## To be done
Rewrite all of the material, substituting "guinea pig nose" for every occurrence of "guinea pig ear" and keeping everything else unchanged. Leave the pictures out of your answer.

──────── Entries provided ────────

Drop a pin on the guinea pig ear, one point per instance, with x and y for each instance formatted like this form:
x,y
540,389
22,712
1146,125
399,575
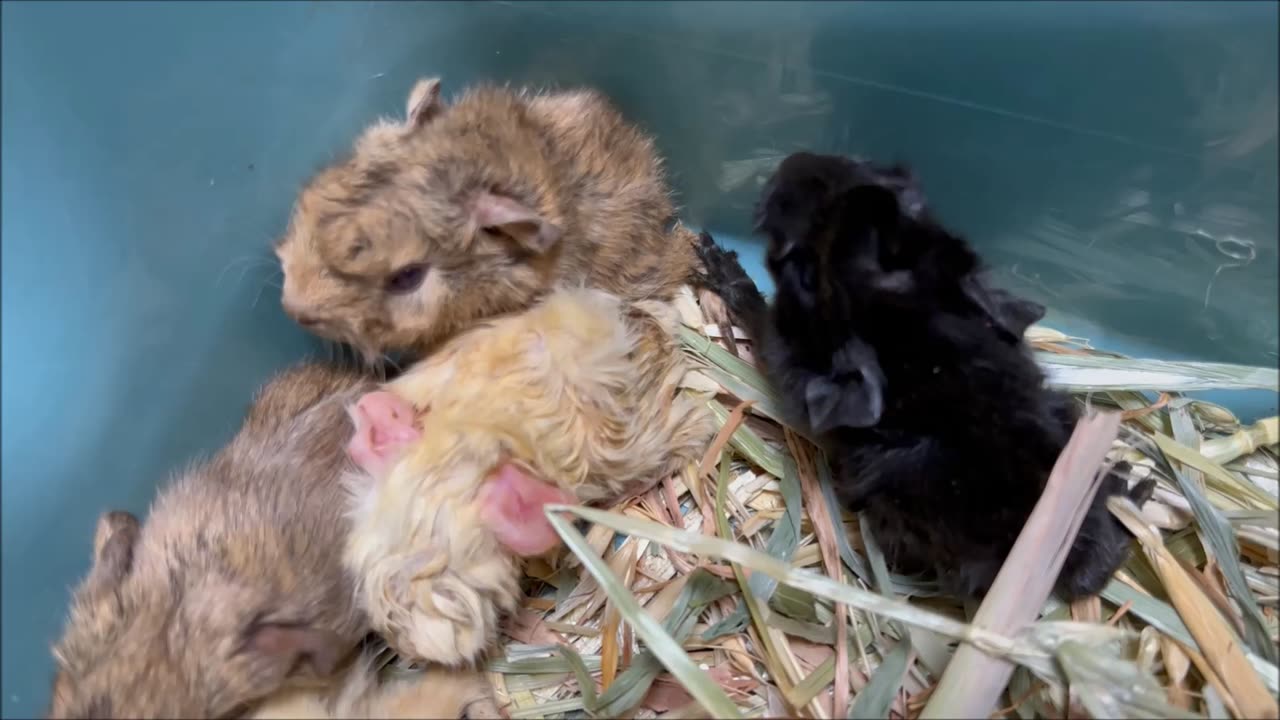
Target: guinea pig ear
x,y
872,205
501,214
286,646
1008,313
424,103
865,219
114,541
853,396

────────

## Output below
Drop a pin on the guinea pig nose, one point per instance, with x and y for each instance formatted like this form:
x,y
540,389
22,712
1146,125
399,575
Target: guinea pig nose
x,y
872,205
501,214
286,646
1008,313
424,103
865,219
114,541
853,396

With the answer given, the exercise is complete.